*Task statement*. Please return the lines below as a JSON list of strings, with one string for each line and blank lines left out.

*Information supplied*.
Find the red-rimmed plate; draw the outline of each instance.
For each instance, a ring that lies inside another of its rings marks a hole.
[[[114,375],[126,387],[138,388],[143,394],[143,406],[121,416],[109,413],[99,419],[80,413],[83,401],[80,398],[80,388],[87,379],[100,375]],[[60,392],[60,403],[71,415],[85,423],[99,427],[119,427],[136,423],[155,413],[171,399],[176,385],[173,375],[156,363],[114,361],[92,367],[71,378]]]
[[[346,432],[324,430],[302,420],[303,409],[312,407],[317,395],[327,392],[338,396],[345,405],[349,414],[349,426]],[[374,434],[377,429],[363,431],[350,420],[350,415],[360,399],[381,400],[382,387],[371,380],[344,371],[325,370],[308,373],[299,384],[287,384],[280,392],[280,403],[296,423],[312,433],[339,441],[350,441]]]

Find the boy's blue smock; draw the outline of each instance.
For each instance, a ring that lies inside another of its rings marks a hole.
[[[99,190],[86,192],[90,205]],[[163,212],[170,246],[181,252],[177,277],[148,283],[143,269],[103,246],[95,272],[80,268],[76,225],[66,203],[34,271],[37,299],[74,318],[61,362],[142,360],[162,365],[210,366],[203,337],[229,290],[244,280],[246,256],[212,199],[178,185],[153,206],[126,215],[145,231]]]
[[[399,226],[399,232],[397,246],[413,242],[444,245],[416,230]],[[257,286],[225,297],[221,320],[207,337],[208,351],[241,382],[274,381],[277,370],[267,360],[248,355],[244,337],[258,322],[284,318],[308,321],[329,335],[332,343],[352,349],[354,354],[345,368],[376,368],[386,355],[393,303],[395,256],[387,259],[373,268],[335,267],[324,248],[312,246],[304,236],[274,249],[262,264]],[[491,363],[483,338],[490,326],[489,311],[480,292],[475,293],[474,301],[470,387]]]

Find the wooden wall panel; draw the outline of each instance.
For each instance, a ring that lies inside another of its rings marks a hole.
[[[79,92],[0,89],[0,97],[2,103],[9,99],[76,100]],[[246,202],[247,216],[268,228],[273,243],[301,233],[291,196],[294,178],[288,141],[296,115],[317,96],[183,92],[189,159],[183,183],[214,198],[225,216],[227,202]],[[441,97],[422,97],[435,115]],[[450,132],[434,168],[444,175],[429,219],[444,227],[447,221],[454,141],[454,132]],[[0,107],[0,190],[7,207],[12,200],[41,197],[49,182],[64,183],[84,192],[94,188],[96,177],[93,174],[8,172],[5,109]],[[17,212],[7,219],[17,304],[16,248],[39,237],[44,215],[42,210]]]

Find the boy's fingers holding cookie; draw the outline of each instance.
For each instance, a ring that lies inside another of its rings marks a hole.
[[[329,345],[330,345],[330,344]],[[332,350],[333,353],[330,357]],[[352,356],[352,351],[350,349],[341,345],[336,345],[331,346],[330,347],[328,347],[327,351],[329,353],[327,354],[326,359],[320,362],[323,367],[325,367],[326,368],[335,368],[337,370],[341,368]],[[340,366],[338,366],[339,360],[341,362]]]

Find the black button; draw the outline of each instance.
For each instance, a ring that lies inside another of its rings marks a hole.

*Exercise response*.
[
  "Find the red-rimmed plate; draw the outline of each instance.",
  "For each instance, a ring that lies inside another of its rings marks a hole.",
  "[[[114,375],[126,387],[138,388],[143,394],[143,406],[121,416],[109,413],[99,419],[80,413],[83,401],[80,398],[80,388],[87,379],[100,375]],[[60,392],[60,403],[71,415],[85,423],[99,427],[119,427],[136,423],[155,413],[171,399],[176,385],[173,375],[156,363],[114,361],[92,367],[71,378]]]",
  "[[[346,432],[324,430],[302,420],[303,409],[312,407],[317,395],[327,392],[338,396],[345,405],[349,414],[349,426]],[[374,434],[377,429],[363,431],[350,420],[350,415],[360,399],[381,400],[382,387],[371,380],[344,371],[325,370],[308,373],[299,384],[287,384],[280,392],[280,403],[296,423],[312,433],[339,441],[350,441]]]",
  "Find the boy's blue smock; draw the outline of each instance.",
  "For each instance, a ring that lies inside another of its rings marks a hole.",
  "[[[99,190],[86,192],[90,205]],[[163,212],[170,246],[181,252],[177,277],[148,283],[143,269],[103,246],[95,272],[80,268],[76,225],[66,203],[34,271],[37,299],[74,318],[61,362],[142,360],[162,365],[210,366],[203,337],[229,290],[244,280],[246,256],[212,199],[178,185],[153,206],[126,215],[145,231]]]",
  "[[[399,226],[399,232],[397,246],[413,242],[444,245],[416,230]],[[257,286],[225,297],[221,320],[207,337],[208,351],[241,382],[274,381],[277,370],[267,360],[248,355],[244,337],[258,322],[284,318],[308,321],[329,335],[332,343],[352,349],[354,354],[345,368],[376,368],[386,355],[393,303],[395,256],[387,259],[373,268],[335,267],[324,248],[312,246],[304,236],[274,249],[262,264]],[[491,363],[483,338],[490,326],[489,311],[480,292],[475,293],[474,301],[470,387]]]",
  "Find the wooden wall panel; draw the outline of each instance.",
  "For each instance, a ring that lies inside another of its rings marks a hole.",
  "[[[79,92],[0,89],[0,97],[2,103],[9,99],[76,100]],[[246,202],[247,216],[268,228],[273,243],[301,233],[291,196],[294,178],[288,141],[296,115],[317,96],[183,92],[189,159],[183,183],[214,198],[225,216],[227,202]],[[441,97],[422,97],[435,115]],[[450,132],[434,168],[444,175],[429,219],[444,227],[447,221],[454,141],[454,132]],[[0,107],[0,190],[7,207],[12,200],[41,197],[49,182],[64,183],[84,192],[94,188],[96,177],[93,174],[8,172],[5,109]],[[17,212],[7,219],[17,304],[16,248],[39,237],[44,215],[42,210]]]",
  "Find the boy's fingers holding cookie; draw the outline of each instance.",
  "For each instance, a ring that lies inside another of its rings marks a hole.",
  "[[[329,345],[330,345],[330,344]],[[332,350],[333,353],[330,357]],[[352,356],[352,351],[350,349],[341,345],[336,345],[331,346],[330,347],[328,347],[327,351],[329,353],[327,354],[326,359],[320,362],[323,367],[325,367],[326,368],[335,368],[337,370],[341,368]],[[340,366],[338,366],[339,360],[341,362]]]",
  "Find the black button; draw the outline of each instance.",
  "For each instance, a ring that lies inside another of its rings marks a hole."
]